Problem requirements:
Copy out the entries below in full and exactly.

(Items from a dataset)
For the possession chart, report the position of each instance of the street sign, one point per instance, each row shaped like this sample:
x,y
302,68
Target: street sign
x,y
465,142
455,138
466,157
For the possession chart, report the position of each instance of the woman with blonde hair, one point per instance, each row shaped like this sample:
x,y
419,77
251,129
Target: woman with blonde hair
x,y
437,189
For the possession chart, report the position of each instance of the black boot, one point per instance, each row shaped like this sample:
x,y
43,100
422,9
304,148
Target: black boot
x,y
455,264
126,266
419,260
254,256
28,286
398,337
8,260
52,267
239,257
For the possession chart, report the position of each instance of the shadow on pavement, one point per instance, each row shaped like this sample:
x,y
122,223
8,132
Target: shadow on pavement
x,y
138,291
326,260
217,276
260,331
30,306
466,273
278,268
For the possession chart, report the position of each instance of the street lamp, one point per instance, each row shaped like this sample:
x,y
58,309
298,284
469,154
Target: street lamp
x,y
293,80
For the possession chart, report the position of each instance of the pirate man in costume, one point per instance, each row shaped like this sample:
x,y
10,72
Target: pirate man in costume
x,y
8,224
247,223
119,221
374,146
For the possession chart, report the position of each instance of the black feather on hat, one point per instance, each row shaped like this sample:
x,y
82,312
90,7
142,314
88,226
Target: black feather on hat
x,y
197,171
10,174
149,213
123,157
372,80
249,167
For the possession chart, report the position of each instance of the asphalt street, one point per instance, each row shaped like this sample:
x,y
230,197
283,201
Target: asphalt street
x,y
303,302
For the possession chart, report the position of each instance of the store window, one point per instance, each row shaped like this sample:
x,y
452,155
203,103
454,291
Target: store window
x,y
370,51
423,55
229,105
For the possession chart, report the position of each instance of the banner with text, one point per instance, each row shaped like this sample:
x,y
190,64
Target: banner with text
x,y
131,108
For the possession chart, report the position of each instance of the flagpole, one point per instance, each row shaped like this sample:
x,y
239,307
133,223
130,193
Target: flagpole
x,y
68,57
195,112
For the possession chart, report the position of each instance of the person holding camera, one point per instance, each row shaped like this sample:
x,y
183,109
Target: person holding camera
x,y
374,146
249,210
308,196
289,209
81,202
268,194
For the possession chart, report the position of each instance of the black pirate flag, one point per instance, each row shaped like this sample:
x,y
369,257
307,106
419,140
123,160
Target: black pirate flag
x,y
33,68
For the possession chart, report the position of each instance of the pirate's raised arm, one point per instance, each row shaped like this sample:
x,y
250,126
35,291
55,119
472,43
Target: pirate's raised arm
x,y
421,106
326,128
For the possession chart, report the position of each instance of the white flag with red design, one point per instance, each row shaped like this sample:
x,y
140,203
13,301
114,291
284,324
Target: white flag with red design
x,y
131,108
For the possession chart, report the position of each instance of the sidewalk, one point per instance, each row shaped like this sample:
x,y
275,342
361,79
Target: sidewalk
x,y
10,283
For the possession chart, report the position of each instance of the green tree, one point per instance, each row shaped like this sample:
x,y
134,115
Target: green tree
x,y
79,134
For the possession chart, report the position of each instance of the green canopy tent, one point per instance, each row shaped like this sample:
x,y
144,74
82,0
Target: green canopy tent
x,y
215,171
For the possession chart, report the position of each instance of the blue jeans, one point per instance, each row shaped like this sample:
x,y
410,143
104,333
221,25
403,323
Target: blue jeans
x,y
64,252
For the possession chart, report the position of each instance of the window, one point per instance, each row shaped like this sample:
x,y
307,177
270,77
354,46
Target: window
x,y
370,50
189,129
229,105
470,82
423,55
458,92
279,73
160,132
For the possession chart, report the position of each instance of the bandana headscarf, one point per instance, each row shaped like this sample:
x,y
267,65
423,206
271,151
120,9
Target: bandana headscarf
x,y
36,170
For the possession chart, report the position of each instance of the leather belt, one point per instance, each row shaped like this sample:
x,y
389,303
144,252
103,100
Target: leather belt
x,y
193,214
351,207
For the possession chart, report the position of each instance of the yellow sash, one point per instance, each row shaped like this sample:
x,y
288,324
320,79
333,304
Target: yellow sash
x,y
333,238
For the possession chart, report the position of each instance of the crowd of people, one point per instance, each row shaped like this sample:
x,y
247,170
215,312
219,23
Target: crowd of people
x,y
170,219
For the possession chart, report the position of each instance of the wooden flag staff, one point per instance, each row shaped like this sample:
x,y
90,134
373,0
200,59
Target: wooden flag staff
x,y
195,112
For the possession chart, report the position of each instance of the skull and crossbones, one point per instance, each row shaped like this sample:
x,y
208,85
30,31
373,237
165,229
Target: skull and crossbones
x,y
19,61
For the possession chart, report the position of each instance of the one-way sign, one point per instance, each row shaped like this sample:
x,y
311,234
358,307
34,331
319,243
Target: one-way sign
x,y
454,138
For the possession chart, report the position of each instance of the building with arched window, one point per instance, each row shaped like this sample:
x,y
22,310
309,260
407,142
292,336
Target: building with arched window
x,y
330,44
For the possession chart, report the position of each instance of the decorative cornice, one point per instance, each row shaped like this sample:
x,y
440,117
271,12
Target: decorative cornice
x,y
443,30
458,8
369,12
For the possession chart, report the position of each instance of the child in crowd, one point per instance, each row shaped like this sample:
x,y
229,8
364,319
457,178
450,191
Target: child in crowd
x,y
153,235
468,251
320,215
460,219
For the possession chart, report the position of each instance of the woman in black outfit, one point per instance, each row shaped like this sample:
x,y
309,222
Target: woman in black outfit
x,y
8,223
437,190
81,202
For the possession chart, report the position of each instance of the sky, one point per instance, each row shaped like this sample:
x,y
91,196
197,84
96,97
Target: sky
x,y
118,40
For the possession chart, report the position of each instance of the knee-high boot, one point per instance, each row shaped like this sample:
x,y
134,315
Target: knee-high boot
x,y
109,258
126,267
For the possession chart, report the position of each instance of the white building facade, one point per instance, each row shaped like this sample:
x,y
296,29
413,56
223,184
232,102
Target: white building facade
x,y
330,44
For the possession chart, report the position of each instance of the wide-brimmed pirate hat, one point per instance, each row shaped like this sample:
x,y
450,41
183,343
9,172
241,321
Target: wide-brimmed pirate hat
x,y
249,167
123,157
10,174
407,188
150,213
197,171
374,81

Complete output:
For the possession chart, report the position of each instance of the street sign, one point per instance, each row shaped like this sample:
x,y
302,68
Target: street sign
x,y
465,142
455,138
466,157
For the possession chart, report the position of each instance of the woman with blonde hair, one point per instance, each row shaped like this sample:
x,y
419,77
251,129
Target: woman with blonde hair
x,y
437,189
For the possession chart, report the position of each instance of the black boot, one point per instance, each row shaped like this sample:
x,y
43,100
422,9
304,148
Target: black boot
x,y
455,264
126,266
419,260
254,256
28,286
398,337
8,260
52,267
239,257
For the possession chart, report the position of each instance of the shadow on pavement, one point per instance, each row shaped like this sample:
x,y
122,223
8,132
Target: shadow on pavement
x,y
138,291
326,260
217,276
260,331
30,306
466,273
278,268
For the possession chart, report the position of each instance of the street lamp, one point per instance, each row shaped like this sample:
x,y
58,309
298,284
469,154
Target: street lamp
x,y
293,80
For the possession chart, report the position of each instance of the pirate man in costume, one point per instance, each row shaped like this sample:
x,y
10,72
Target: pirate man in costume
x,y
8,224
247,223
119,221
374,146
For the possession chart, report the position of each instance of the black feather on hat, one point per instance, each row shaped like this sample:
x,y
82,312
90,7
142,314
88,226
Target: black feather on hat
x,y
197,171
10,174
149,213
123,157
372,80
249,167
For the possession chart, report the position of each instance of the asphalt street, one point per instance, each row shaped like this sample:
x,y
230,197
283,201
Target: asphalt street
x,y
303,302
For the possession chart, report the position of each instance of the store window, one point per instance, each row shaped like this sample:
x,y
452,155
203,103
454,291
Target: store window
x,y
370,51
423,55
229,105
For the possession chart, report the position of each instance of the banner with text, one point per instance, each row shaped like this sample:
x,y
190,64
Target: banner with text
x,y
131,108
For the possession chart, report the position of each instance of the flagpole, one point per instance, each row shaped like this sample:
x,y
239,307
133,223
130,193
Target: flagpole
x,y
68,57
195,112
For the possession chart, report the position of each instance of the person holding camera, one point per instance, each row shaped like this sample:
x,y
183,109
Target: person holding camera
x,y
374,146
249,210
308,196
289,209
81,202
268,194
For the possession chart, report the position of each instance of the black pirate flag, one point per instance, each row shaped like this sample:
x,y
369,257
307,106
419,140
123,160
Target: black pirate flag
x,y
33,68
For the possession chart, report the position of each instance of the pirate's raised arm, one point per instance, each row shaped like this sample:
x,y
250,126
35,291
55,119
472,43
Target: pirate's raised arm
x,y
421,106
326,128
For the possession chart, report the position of each instance of the white flag with red design, one point per instance, each row shaped like this sample:
x,y
140,203
13,301
114,291
284,324
Target: white flag with red design
x,y
131,108
For the possession chart, report the position of each instance of the sidewalk, one point per instance, each row shaped like this sample:
x,y
275,342
361,79
Target: sidewalk
x,y
10,283
For the possession chart, report the position of each instance of the green tree, one point per instance, each row shaped like this sample:
x,y
134,115
Target: green tree
x,y
79,134
For the possession chart, report the position of each instance of the green canopy tent, one point per instance, each row shaped like this sample:
x,y
144,74
82,0
Target: green canopy tent
x,y
215,171
For the possession chart, report the position of each instance of the blue jeans, one point per instance, each row shaped like this sample:
x,y
410,143
104,333
221,25
403,323
Target: blue jeans
x,y
64,252
For the possession chart, report the position of each instance of the window, one point per instance, each row shaped like this sample:
x,y
307,177
270,77
354,46
Target: window
x,y
370,50
189,129
229,105
470,82
423,55
458,92
279,73
160,132
For the possession chart, report the position of each instance of the bandana headscarf, one point per instance, each row shaped like this sample:
x,y
267,65
423,206
271,151
120,9
Target: bandana headscarf
x,y
36,170
For the possession chart, report the position of each instance of the leather belt, one point per instance, each row shaped like this sample:
x,y
389,303
144,252
103,100
Target: leather belt
x,y
193,214
351,207
For the possession chart, report the position of each instance of the yellow sash, one point per instance, each row shaped like this sample:
x,y
288,324
320,79
333,304
Target: yellow sash
x,y
333,238
For the possession chart, report the position of each instance of the crowd of people, one point per instance, each row shaped like this sample:
x,y
247,170
215,312
219,23
Target: crowd of people
x,y
170,219
For the possession chart, report the position of each instance of the wooden flag staff, one point per instance, each row shaped like this sample:
x,y
90,134
373,0
200,59
Target: wooden flag staff
x,y
195,112
For the possession chart, report the position of each instance of the skull and crossbones, one point per instance, each row shaped like this sample:
x,y
208,85
30,31
373,237
165,229
Target: skull and crossbones
x,y
19,61
For the possession chart, report the position of each instance of the one-way sign, one point per instance, each row shaped like this sample:
x,y
311,234
358,307
34,331
319,243
Target: one-way sign
x,y
454,138
For the possession chart, report the position of each instance of the building with arched window, one point per instance, each row shaped like this sample:
x,y
22,310
309,260
407,142
292,336
Target: building with arched window
x,y
330,44
For the possession chart, report the position of each instance of the decorative cornice, one point per instance, each row shaped like this sample:
x,y
440,117
271,12
Target: decorative cornice
x,y
443,30
458,8
369,12
For the possession chart, report the position of each instance of the child in crowd, one point per instance, each row shaped like this sample:
x,y
229,8
364,319
457,178
450,191
Target: child in crowd
x,y
153,235
468,251
320,215
460,219
For the possession chart, report the position of each instance of the woman in black outfit, one point per instance, each row shaped like this sample:
x,y
309,222
Target: woman in black outfit
x,y
8,223
437,190
81,202
For the possession chart, report the position of each instance of the sky, one point per instance, each row shaped like this sample:
x,y
91,196
197,84
96,97
Target: sky
x,y
118,40
For the possession chart, report the position of each instance of the knee-high boot, one point per instance, each row shaped like this sample:
x,y
134,315
Target: knee-high boot
x,y
109,258
126,267
For the possession chart, report the position of each instance of the white building facade, one point per instance, each row shaped like this sample:
x,y
296,29
413,56
223,184
232,102
Target: white building facade
x,y
330,44
For the possession chart, report the position of each instance of the wide-brimmed pirate hat, one point per instance, each row shaped like this sample:
x,y
450,41
183,343
9,172
241,321
Target: wide-brimmed pirate hat
x,y
249,167
123,157
10,174
407,188
150,213
197,171
374,81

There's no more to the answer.